Zahra Ebrahim: I think the preconceived notions of mess, chaos, or order is very different for the diversity of people who live in Toronto and other Canadian cities. When you are talking to someone from the Global South, urban planning there is very different than here. What this book does is give us an opportunity to redefine what order looks like beyond the Eurocentric paradigm of planning and city building. It helps us to celebrate what some people might call mess, and other people might call the reason we live in a city.

A story that didn’t make it into the book, and one that I often personally reference, is of the “uncle” mango sellers in the Thorncliffe Park neighbourhood in Toronto’s East York borough, who purchase wholesale Alfonso mangoes and sell them in a neighbourhood parking lot during warmer months. This type of mango is culturally relevant to the residents of Thorncliffe Park but are either unavailable in the nearby major grocery store chains or sold at a very high price. Yet, Alfonso mangoes are enjoyed in dishes and everyday fruit by the community who come from South Asian, Southeast Asian, Caribbean, and Latin American origins. This is an instance of an “if-you-know-you-know” moment in a city where unplanned community exchange creates connection to culture in surprising ways; something you can’t look up on Google Maps.

What we’re hoping for with this book is to talk about how mess and order and how that paradox is handled so differently in different places. Why do we have a singular vision for what the city needs amid its own diversity? It’s not a book just about Canadian cities, but I think it’s worth noting that Toronto is an interesting place for experimenting with and embracing disorder. Which is, to my point earlier, not disorder for everyone. 

Brittany Andrew-Amofah: The book is divided into 6 sections of 43 essays written by dozens of contributors writing about cities around the world – many of them writing on Canadian cities and their connection to global places. Can you tell me the thought process behind this arrangement? 

Zahra Ebrahim: This book grew organically and it wasn’t over thought. We sat down as a group of four co-editors who have very different lived experiences and networks but shared a set of values. We were exceptionally trusting in each other to do at least one of two things: if there was a person who had a story in them that needs to be platformed, I trusted my co-editors to reach out to them and see what story emerges, and I trusted them to name the person who authored the story and bring them to the forefront. The submissions from contributors featured a great diversity of reflections, localities, ecologies, build forms, global cities, and urban systems, and we sat together as co-editors to think about the narrative that tied this all together. Of course, the chapters reflected the biases of the networks of our editorial group, and who we spoke to and invited in, but we were so pleased when we sat down and started to map out what was here. We loved the personal stories.
* * * *
§ **Problem requirements**
Retype the part of the interview starting at "Brittany Andrew-Amofah: The" and ending at "behind this arrangement?". The records that come next are separate material and have no connection to the interview.
* * * *
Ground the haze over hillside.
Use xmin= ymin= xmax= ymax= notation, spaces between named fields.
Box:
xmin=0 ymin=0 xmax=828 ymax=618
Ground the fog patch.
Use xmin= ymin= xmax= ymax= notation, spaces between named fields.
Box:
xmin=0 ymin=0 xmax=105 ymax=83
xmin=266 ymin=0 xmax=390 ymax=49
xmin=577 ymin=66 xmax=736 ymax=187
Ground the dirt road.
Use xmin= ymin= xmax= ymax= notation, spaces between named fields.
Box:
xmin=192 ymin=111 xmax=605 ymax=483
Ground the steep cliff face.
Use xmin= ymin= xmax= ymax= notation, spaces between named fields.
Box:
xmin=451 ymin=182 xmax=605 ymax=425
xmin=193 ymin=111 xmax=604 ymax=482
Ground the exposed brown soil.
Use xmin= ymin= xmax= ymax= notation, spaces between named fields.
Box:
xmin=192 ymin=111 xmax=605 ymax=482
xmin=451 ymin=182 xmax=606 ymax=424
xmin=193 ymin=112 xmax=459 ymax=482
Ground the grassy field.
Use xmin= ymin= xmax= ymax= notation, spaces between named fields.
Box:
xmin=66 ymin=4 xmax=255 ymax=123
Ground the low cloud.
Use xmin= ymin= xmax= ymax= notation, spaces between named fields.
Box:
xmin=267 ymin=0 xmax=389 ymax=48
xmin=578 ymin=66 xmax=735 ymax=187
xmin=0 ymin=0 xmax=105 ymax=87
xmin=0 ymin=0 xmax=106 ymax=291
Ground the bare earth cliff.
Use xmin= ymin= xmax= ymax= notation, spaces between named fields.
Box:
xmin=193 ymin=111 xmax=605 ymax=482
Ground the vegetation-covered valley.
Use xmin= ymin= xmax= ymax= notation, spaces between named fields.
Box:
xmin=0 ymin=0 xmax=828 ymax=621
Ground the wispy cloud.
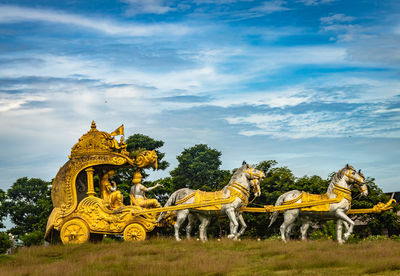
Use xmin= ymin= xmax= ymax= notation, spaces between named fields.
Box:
xmin=0 ymin=5 xmax=192 ymax=37
xmin=298 ymin=0 xmax=337 ymax=6
xmin=320 ymin=13 xmax=355 ymax=24
xmin=122 ymin=0 xmax=176 ymax=15
xmin=250 ymin=0 xmax=290 ymax=14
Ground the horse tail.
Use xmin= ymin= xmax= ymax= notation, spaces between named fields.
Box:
xmin=156 ymin=190 xmax=179 ymax=223
xmin=268 ymin=192 xmax=289 ymax=227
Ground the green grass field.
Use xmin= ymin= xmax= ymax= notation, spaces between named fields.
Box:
xmin=0 ymin=239 xmax=400 ymax=276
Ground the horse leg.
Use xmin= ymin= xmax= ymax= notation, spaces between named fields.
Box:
xmin=237 ymin=214 xmax=247 ymax=238
xmin=336 ymin=219 xmax=343 ymax=244
xmin=226 ymin=208 xmax=239 ymax=240
xmin=336 ymin=210 xmax=354 ymax=241
xmin=186 ymin=212 xmax=194 ymax=240
xmin=300 ymin=219 xmax=311 ymax=241
xmin=280 ymin=210 xmax=299 ymax=242
xmin=199 ymin=215 xmax=210 ymax=242
xmin=285 ymin=221 xmax=294 ymax=241
xmin=174 ymin=209 xmax=189 ymax=241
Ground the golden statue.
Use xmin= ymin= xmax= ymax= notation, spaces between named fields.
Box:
xmin=130 ymin=171 xmax=162 ymax=208
xmin=45 ymin=121 xmax=159 ymax=243
xmin=100 ymin=170 xmax=124 ymax=209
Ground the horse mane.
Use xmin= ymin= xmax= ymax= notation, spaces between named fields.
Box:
xmin=228 ymin=164 xmax=248 ymax=185
xmin=328 ymin=166 xmax=355 ymax=192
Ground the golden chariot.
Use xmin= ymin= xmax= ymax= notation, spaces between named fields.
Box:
xmin=45 ymin=122 xmax=166 ymax=244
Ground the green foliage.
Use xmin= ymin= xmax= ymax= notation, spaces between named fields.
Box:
xmin=4 ymin=177 xmax=53 ymax=235
xmin=126 ymin=134 xmax=169 ymax=170
xmin=114 ymin=134 xmax=169 ymax=205
xmin=20 ymin=230 xmax=44 ymax=246
xmin=170 ymin=144 xmax=230 ymax=191
xmin=0 ymin=189 xmax=7 ymax=229
xmin=0 ymin=232 xmax=12 ymax=254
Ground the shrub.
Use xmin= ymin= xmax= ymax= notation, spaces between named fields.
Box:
xmin=0 ymin=232 xmax=12 ymax=254
xmin=21 ymin=230 xmax=44 ymax=246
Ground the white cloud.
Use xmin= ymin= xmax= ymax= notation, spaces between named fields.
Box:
xmin=320 ymin=13 xmax=355 ymax=24
xmin=226 ymin=108 xmax=400 ymax=139
xmin=122 ymin=0 xmax=176 ymax=15
xmin=0 ymin=5 xmax=191 ymax=37
xmin=250 ymin=0 xmax=290 ymax=14
xmin=209 ymin=87 xmax=310 ymax=108
xmin=298 ymin=0 xmax=337 ymax=6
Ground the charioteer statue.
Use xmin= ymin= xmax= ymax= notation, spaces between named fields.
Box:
xmin=130 ymin=171 xmax=162 ymax=208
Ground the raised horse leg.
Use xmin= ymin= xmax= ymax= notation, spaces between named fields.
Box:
xmin=199 ymin=215 xmax=210 ymax=242
xmin=186 ymin=213 xmax=194 ymax=240
xmin=174 ymin=209 xmax=189 ymax=241
xmin=237 ymin=213 xmax=247 ymax=238
xmin=280 ymin=209 xmax=299 ymax=242
xmin=336 ymin=219 xmax=343 ymax=244
xmin=226 ymin=208 xmax=239 ymax=240
xmin=300 ymin=218 xmax=311 ymax=241
xmin=335 ymin=210 xmax=354 ymax=241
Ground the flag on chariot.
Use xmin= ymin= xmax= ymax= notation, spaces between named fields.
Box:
xmin=110 ymin=125 xmax=125 ymax=136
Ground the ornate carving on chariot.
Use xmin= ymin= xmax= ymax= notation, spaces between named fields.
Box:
xmin=45 ymin=121 xmax=162 ymax=243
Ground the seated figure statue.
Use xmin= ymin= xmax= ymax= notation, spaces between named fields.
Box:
xmin=130 ymin=171 xmax=162 ymax=208
xmin=100 ymin=170 xmax=124 ymax=209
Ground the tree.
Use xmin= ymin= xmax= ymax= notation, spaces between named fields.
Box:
xmin=5 ymin=177 xmax=53 ymax=235
xmin=170 ymin=144 xmax=230 ymax=191
xmin=112 ymin=134 xmax=169 ymax=205
xmin=0 ymin=189 xmax=7 ymax=229
xmin=0 ymin=232 xmax=12 ymax=254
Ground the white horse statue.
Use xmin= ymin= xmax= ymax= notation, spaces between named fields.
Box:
xmin=268 ymin=165 xmax=368 ymax=243
xmin=157 ymin=162 xmax=265 ymax=241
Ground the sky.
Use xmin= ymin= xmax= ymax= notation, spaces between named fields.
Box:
xmin=0 ymin=0 xmax=400 ymax=192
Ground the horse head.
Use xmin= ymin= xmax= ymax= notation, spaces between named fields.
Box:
xmin=344 ymin=164 xmax=368 ymax=196
xmin=242 ymin=161 xmax=265 ymax=197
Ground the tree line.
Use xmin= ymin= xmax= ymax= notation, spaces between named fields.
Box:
xmin=0 ymin=134 xmax=400 ymax=250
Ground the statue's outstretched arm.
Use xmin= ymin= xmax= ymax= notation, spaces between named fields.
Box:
xmin=143 ymin=183 xmax=162 ymax=192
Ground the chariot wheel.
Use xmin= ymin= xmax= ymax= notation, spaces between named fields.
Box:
xmin=124 ymin=223 xmax=146 ymax=241
xmin=60 ymin=219 xmax=90 ymax=244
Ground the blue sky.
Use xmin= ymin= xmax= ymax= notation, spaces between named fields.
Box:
xmin=0 ymin=0 xmax=400 ymax=192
* * * *
§ **Answer to the task**
Brittany Andrew-Amofah: The book is divided into 6 sections of 43 essays written by dozens of contributors writing about cities around the world – many of them writing on Canadian cities and their connection to global places. Can you tell me the thought process behind this arrangement?